-- BRIEF A --
Report every line of the rows that contains the word "railing", counting only matches with the same case.

-- SOURCE EXCERPT --
++++++

The group said a fall in pork prices in China was the main reason its half-year revenues fell 9 per cent to £38.5million and profits from £4.8million to £900,000, as it led to a drop in demand for its antibiotic Aivlosin. The volatile market in China – which accounts for more than 40pc of Eco Animal Health’s business – has affected a number of other companies.
But Eco Animal Health also took a wallop from putting a long-term project on the back-burner. Shares in the Surrey-based group tumbled 20.2 per cent, or 40.5p, to 160p.
Shareholders were reassured enough to send Hochschild up 14.3 per cent, or 17.4p, to 139.4p.
It has regained much ground since Monday’s nosedive – though it is still some way from the 165p it was worth at last Friday’s close.
The tumble could, as analysts are now pointing out, cost Hochschild its place in the FTSE 250.
Index overseer FTSE Russell will use companies’ market value at the close on Tuesday to determine which firms will be in the FTSE 100 and 250 – and which will be booted out. Darktrace (down 1.9 per cent, or 9.4p, to 479.6p) is among the favourites to lose its place in the Footsie reshuffle, which comes into effect in December.
Meanwhile chemicals maker Johnson Matthey’s decision to exit the electric battery market could also cost it its place in the blue-chip index. Johnson Matthey was flat at 2135p last night.
The indexes had a muted but ultimately positive day with the FTSE 100 rising 0.33 per cent, or 24.05 points, to 7310.37, and the mid-cap FTSE 250 by 0.49 per cent, or 112.90 points, to 23279.96.
The boss of Cake Box (down 7.4 per cent, or 30p, to 375p) and his wife will land a £10.5million payday after selling down their stake in the egg-free bakery chain.
Sukh Chamdal and his wife Santosh sold 3m shares in the group ‘in response to investor demand’, though they still have a 25 per cent holding worth around £36million.
Mitchells & Butlers rose 3.6 per cent, or 8.4p, at 244.4p after the pub and restaurant group – which owns Harvester and All Bar One – said sales had improved markedly in August and September and were 2.7pc ahead of the same period in 2019.
In the retail sector Mothercare (up 3.1 per cent, or 0.58p, to 19.4p) returned to profit in the first half of the financial year after it implemented measures to improve profitability.
The embattled High Street retailer booked a £3.6million profit in the six months to September 25, bouncing back from a £13.2million loss a year earlier.
Crowne Plaza and Holiday Inn-owner Intercontinental Hotels Group (up 2.8 per cent, or 135p, to 5042p) received a rare double upgrade, courtesy of Jefferies, which also highlighted Premier Inn-owner Whitbread (up 2.8 per cent, or 84p, to 3108p) as another top pick in the leisure sector in an upbeat broke note. The pair were among the top Footsie risers.
Airport services group John Menzies rallied 2 per cent, or 5.5p, to 288p after it landed an extension to a long-standing arrangement with Easyjet across 21 airports in Europe.
Under the renewed contract, Menzies will take on tasks such as cabin cleaning and de-icing for the carrier, which it has worked with for 15 years.

++++++

-- DATA EXTRACT --
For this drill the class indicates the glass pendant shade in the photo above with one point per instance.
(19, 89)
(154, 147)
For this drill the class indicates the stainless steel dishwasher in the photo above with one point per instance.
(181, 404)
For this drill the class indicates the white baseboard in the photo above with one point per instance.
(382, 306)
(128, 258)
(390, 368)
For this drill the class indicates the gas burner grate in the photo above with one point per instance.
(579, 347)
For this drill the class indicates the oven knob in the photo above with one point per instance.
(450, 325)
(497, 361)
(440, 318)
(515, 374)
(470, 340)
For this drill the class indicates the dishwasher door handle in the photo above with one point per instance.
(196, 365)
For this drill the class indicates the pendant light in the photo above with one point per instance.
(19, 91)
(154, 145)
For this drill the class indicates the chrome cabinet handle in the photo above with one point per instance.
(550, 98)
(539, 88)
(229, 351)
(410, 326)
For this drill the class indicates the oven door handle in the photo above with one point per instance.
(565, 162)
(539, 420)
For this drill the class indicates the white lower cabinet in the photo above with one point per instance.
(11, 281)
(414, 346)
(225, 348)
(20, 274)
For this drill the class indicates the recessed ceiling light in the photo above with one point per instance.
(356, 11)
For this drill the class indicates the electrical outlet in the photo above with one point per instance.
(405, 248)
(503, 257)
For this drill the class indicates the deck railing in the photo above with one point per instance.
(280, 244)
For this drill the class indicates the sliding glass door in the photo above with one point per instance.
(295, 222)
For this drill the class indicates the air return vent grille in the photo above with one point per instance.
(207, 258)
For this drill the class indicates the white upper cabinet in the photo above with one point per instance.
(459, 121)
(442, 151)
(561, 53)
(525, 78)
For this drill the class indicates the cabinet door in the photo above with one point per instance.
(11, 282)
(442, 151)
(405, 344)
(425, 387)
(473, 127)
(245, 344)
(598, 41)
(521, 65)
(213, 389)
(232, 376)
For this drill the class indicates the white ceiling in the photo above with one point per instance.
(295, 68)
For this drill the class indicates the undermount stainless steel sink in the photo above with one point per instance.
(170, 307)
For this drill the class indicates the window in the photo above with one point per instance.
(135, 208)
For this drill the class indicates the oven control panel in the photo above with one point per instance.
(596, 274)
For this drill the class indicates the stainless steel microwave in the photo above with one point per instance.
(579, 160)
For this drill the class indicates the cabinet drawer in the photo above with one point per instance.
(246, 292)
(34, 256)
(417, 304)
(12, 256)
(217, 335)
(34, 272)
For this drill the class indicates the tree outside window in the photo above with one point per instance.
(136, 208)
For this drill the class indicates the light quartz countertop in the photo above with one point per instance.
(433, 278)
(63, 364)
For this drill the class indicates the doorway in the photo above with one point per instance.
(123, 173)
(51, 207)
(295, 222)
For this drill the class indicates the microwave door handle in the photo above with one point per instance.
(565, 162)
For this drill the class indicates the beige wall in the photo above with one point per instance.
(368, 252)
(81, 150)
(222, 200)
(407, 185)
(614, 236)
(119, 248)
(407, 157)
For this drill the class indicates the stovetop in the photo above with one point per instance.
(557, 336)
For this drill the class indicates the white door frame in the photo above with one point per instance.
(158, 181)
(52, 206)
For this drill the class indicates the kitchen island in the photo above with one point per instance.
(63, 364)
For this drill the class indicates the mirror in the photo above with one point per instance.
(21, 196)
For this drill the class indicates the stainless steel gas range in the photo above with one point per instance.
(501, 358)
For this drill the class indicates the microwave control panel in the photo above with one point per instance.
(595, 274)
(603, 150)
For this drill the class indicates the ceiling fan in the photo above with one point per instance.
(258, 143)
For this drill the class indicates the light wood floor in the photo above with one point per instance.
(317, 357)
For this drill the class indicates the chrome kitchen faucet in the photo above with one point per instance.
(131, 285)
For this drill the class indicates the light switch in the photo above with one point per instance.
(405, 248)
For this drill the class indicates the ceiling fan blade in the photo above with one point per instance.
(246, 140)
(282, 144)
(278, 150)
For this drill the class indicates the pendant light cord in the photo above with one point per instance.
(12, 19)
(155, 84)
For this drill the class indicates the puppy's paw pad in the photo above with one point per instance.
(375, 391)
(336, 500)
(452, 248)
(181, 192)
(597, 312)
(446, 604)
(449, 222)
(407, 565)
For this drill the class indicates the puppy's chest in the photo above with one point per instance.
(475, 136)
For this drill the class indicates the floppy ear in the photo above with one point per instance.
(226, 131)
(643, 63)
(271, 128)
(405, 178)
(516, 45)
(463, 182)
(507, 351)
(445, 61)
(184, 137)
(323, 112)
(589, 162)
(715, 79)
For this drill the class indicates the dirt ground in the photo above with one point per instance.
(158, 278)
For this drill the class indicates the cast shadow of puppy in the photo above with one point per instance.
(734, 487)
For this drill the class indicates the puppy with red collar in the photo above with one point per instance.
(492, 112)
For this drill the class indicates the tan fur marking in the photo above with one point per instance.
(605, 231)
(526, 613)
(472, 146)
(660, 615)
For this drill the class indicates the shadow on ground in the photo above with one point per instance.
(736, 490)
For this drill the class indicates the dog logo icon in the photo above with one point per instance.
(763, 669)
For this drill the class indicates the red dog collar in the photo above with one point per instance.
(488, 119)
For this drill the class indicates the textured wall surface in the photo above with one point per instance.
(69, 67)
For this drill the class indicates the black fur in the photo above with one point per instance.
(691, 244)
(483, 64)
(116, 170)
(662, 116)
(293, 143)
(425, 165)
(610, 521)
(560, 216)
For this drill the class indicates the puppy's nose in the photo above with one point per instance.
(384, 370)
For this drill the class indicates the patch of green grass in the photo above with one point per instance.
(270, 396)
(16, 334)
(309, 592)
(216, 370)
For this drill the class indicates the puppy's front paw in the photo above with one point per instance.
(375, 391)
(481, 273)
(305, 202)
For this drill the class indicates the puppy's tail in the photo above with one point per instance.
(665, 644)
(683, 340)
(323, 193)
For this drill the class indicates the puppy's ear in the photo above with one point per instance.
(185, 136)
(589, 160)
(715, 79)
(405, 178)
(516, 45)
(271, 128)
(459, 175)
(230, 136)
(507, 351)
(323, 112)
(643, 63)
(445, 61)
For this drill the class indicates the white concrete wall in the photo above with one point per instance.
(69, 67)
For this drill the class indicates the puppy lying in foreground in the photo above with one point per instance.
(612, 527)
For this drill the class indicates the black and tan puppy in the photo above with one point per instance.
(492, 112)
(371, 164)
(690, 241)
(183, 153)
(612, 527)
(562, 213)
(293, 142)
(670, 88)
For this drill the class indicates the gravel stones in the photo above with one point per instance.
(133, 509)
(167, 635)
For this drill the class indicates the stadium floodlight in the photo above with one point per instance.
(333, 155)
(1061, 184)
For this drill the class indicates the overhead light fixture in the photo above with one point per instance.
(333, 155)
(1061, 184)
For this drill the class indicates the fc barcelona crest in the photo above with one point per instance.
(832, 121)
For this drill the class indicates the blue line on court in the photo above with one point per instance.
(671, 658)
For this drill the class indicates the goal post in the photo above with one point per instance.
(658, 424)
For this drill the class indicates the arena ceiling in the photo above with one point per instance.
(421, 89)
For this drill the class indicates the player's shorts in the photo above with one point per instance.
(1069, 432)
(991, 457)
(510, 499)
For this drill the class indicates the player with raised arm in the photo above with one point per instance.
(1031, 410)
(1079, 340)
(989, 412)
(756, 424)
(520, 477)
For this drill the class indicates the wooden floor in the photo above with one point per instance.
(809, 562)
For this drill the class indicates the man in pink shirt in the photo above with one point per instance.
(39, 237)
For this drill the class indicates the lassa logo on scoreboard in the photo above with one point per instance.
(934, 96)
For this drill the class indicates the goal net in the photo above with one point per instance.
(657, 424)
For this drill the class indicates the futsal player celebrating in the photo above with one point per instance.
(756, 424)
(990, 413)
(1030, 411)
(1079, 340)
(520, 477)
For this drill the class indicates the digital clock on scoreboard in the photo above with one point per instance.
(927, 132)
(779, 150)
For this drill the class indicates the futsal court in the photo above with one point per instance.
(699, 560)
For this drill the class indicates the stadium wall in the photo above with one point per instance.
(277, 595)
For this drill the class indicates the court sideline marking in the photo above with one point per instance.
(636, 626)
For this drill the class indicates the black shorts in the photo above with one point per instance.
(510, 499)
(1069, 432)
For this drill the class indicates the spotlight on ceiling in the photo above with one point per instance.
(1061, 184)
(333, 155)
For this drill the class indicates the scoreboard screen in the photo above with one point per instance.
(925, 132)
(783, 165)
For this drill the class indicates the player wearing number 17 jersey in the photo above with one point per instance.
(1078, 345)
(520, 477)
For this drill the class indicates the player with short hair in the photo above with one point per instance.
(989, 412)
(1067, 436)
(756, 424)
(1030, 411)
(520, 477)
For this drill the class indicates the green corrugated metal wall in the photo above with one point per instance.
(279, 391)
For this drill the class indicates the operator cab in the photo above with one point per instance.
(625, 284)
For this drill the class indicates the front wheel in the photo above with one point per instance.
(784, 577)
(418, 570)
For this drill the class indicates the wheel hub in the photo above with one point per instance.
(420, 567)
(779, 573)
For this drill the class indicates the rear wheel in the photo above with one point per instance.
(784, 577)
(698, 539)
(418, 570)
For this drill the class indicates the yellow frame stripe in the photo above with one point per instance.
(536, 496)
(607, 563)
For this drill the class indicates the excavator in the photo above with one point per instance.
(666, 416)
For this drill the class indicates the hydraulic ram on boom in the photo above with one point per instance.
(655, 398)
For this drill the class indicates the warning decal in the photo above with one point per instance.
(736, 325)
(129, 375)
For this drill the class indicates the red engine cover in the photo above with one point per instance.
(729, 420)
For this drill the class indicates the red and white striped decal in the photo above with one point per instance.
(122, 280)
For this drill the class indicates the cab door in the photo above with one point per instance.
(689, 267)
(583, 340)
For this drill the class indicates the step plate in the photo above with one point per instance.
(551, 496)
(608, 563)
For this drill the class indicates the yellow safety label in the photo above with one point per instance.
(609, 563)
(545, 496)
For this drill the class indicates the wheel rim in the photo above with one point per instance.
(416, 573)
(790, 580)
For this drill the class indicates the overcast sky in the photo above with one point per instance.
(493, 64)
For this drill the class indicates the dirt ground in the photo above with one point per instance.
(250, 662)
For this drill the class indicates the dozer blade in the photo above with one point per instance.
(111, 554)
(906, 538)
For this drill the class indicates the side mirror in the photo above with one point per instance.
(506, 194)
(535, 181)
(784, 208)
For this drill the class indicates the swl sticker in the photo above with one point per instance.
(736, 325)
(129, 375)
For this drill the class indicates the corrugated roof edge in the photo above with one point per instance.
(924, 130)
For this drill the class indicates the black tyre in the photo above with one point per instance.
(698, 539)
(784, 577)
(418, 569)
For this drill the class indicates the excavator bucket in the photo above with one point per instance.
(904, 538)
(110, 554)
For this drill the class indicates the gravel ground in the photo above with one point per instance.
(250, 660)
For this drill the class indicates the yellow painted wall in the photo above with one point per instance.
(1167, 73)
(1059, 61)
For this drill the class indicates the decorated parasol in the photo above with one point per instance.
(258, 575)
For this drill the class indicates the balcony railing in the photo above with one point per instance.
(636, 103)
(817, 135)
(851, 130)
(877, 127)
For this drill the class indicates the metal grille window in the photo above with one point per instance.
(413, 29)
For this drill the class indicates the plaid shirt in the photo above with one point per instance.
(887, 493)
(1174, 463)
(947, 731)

++++++

-- BRIEF B --
Using the market report, answer these:
(i) By what percentage did shares in Eco Animal Health fall?
(ii) What profit did Mothercare book in the six months to September 25?
(iii) At how many airports in Europe does John Menzies' extended arrangement with Easyjet apply?

-- EXPECTED OUTPUT A --
For this drill the class indicates the deck railing in the photo above with one point per instance.
For this drill the class indicates the balcony railing in the photo above with one point per instance.

-- EXPECTED OUTPUT B --
(i) 20.2 per cent
(ii) £3.6million
(iii) 21